● **Exercise instructions**: The records come next. Copy all of them exactly.

● **Task material**:
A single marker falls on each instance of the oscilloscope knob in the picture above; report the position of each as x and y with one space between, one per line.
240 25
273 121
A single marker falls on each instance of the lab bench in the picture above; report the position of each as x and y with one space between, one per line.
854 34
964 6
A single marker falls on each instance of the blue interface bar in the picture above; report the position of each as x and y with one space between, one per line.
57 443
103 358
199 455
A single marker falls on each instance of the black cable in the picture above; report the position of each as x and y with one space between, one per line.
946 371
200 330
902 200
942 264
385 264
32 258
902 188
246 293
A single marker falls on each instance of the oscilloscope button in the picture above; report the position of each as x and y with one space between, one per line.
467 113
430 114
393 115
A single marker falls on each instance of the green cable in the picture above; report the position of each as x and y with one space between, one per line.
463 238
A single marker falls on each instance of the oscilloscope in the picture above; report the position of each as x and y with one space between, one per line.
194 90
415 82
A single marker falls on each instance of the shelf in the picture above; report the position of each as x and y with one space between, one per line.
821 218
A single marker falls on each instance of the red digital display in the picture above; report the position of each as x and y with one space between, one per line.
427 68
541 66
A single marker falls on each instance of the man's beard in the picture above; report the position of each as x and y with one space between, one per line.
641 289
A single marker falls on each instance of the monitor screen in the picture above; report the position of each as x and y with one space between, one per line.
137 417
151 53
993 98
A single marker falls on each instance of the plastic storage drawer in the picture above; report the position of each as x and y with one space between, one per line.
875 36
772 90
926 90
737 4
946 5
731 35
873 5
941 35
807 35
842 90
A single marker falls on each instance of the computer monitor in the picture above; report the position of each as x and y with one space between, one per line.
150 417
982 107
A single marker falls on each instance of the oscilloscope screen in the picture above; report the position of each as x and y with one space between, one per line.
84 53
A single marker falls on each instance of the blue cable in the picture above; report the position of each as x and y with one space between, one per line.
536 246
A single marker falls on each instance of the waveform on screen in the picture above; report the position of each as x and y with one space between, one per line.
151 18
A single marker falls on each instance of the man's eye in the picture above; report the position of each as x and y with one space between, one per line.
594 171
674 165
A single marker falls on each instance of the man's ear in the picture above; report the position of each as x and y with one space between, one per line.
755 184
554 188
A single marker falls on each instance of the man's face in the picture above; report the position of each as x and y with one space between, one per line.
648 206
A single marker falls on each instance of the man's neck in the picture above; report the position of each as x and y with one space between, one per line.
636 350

● **Output below**:
A single marker falls on each instance of the oscilloscope knob in the picture above; report the position of each as x and y with one space between, one per line.
240 25
273 121
A single marker falls on each instance of the lab bench in the picture above; report the position of each as x and y with one space between, one per line.
854 34
964 6
A single marker falls on each instance of the blue interface bar in the picture above; report the position of each as x and y with one space between, one per line.
57 443
103 358
199 455
A single marker falls on each instance of the black cable in the picture above; report the position of each as x and y with one space between, one per line.
946 371
200 330
902 200
942 264
385 264
32 258
902 188
246 293
A single marker falls on each instance of the oscilloscope button in the picture above; report the position of each as x and y with one space between, one per line.
467 113
430 114
393 115
A single marker falls on each instance of the green cable in the picture above; report the position of each as x and y with one space between, one per line.
463 238
A single marker falls on each instance of the oscilloscope in the picture above; report the position of each as x and y with one space between, one per line.
194 90
415 82
A single marker falls on each instance of the shelf in the picture above; report the position of each as x and y with one space between, one per line.
821 218
A single marker falls on each instance of the red digital display in the picture above; report the position of each as x and y with one space between, one per line.
427 68
541 66
A single marker falls on each instance of the man's beard in the picture above; report the position of each as x and y with one space between, one per line.
641 289
A single marker falls on each instance of the monitor screen in the picture above; report the position of each as x and y with one space between, one per line.
137 417
151 53
993 98
A single marker falls on each instance of the plastic storage drawer in the picture above; report the position of each as x and y with one space between, one per line.
875 36
772 90
926 90
737 4
946 5
731 35
873 5
941 35
807 35
842 90
A single marker falls on each instance of the computer monitor in the picture above; report the position of each as x and y with one space between, one per line.
150 417
982 107
A single marker falls on each instance of the oscilloscope screen in the picture above; report the position of each as x and y with one space between, one per line.
84 53
A single marker falls on each instance of the blue cable in the picture above; report the position of each as x and y with one space between, one per line.
536 246
A single marker falls on each instance of the waveform on screen in the picture above; report the position of each as x and y with one space between, one per line.
151 18
A single marker falls on each instance of the man's eye in the picture above; report the position of each as x and y with one space between, one per line.
594 171
674 165
A single marker falls on each instance of the man's ear in the picture above; report the position of each as x and y with one space between, one per line.
755 184
554 188
A single marker falls on each instance of the man's face in the picture above; report the position of each as x and y with one space between, one per line.
648 206
A single marker falls on each instance of the man's neck in the picture above; report the position of each as x and y with one space between, one per line.
636 350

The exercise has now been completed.